Complete the following:
- A) In the WebMCP passage, which two attributes does the declarative HTML mode let developers add to a form?
- B) Retype the section of the WebMCP passage starting with "WebMCP, as Nabors" and going on through "capability is available.".
- C) Continue the passage about WebMCP from where it stops.

Source text:
The other direction is WebMCP: instead of bringing a website-like app into an agent, expose a website’s existing capabilities so an agent in the browser can use them directly. Rachel Nabors describes current browser agents as still struggling with ordinary websites because they rely on screenshots or DOM traversal. Screenshot-based navigation requires visual models guessing how the interface works. DOM traversal consumes tokens by chewing through HTML or XML-like structure. Both are compute-intensive ways to discover capabilities that the site often already knows how to perform.

WebMCP, as Nabors presents it, makes each HTML page a small tools server for agents using a browser, whether headless or with a viewport. She is careful to say that WebMCP is not the same thing as MCP. It is “to MCP as JavaScript is to Java”: inspired by the naming and direction, but not one-to-one compliant with the MCP spec. The specs may diverge, and the technology is still in active development.

It has two modes. The declarative HTML mode lets developers add toolname and tooldescription attributes to a form. For sites with many forms, such as dashboards, that is a low-friction way to expose form behavior to agents as tools. If the site already has JavaScript or functions processing the form, the attributes tell the browser agent what capability is available.

The imperative JavaScript mode uses navigator.modelContext.registerTool(). Nabors uses this more heavily because comics are not mostly forms except for search. In the example she shows, the page checks whether modelContext exists in navigator, then registers a next_page tool with a name, description, input schema, and execution callback. The callback looks for link[rel="next"]; if it exists, it sets window.location.href to that URL and returns { navigated: true, url: nextLink.href }. If not, it returns { navigated: false, reason: "No next page" }.

A browser agent does not need to inspect screenshots or traverse the DOM to infer which element advances the comic. The page can expose “next page” as a named capability with a schema and an execution function.

Stored data:
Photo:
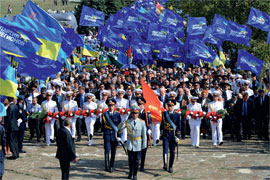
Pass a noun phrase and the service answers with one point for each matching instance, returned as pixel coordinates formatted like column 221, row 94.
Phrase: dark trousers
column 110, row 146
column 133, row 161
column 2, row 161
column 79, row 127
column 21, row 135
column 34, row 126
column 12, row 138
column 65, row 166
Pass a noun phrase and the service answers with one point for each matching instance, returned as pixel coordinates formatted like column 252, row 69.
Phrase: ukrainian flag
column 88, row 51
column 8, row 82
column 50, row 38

--

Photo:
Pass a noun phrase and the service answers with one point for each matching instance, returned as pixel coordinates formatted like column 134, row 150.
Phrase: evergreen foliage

==

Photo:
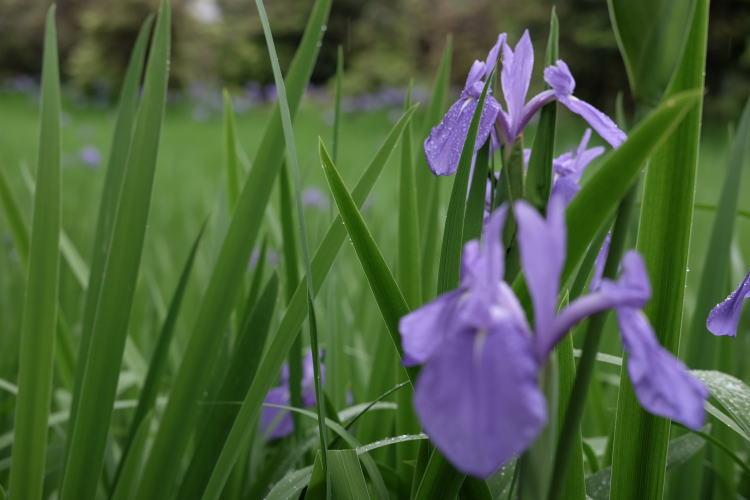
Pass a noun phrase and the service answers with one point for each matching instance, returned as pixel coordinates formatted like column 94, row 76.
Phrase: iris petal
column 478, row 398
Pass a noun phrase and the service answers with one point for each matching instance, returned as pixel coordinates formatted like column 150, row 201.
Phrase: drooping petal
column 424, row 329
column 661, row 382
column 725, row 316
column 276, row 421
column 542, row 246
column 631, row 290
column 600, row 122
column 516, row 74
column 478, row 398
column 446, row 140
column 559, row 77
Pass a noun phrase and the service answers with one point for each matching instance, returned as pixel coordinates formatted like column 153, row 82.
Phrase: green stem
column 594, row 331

Written responses:
- A) The toolname and tooldescription attributes.

- B)
WebMCP, as Nabors presents it, makes each HTML page a small tools server for agents using a browser, whether headless or with a viewport. She is careful to say that WebMCP is not the same thing as MCP. It is “to MCP as JavaScript is to Java”: inspired by the naming and direction, but not one-to-one compliant with the MCP spec. The specs may diverge, and the technology is still in active development.

It has two modes. The declarative HTML mode lets developers add toolname and tooldescription attributes to a form. For sites with many forms, such as dashboards, that is a low-friction way to expose form behavior to agents as tools. If the site already has JavaScript or functions processing the form, the attributes tell the browser agent what capability is available.

- C)
Nabors demonstrates this using the MCP B extension, which she describes as a debugging extension. In the browser, the comic page appears on the left and the exposed tools and a chat-like testing panel appear on the right. The visible tester includes prompts such as “Read this to me” and “Go to the next page.” She asks it to read the page, and it returns the transcript. She then asks it to go to the next page, and the model calls the page’s registered function. The browser navigates forward without the agent needing to click around.

She points viewers to an interview she did with the creator of WebMCP, who, according to Nabors, began the work at Amazon to get around authentication issues. She also notes that there is a standards community group and that support is not complete. The implementation is presented as something to experiment with, not a settled platform guarantee.

Rachel Nabors says she began her work on the agentic web two years earlier with a provocation about “the death of the browser.” Her clarification now is that the web is not dead; it is changing. HTML, CSS, JavaScript, and HTTP remain “alive and well” inside agents. CSS and JavaScript are not only languages of websites; in her framing, they are becoming languages of interactive agent experiences.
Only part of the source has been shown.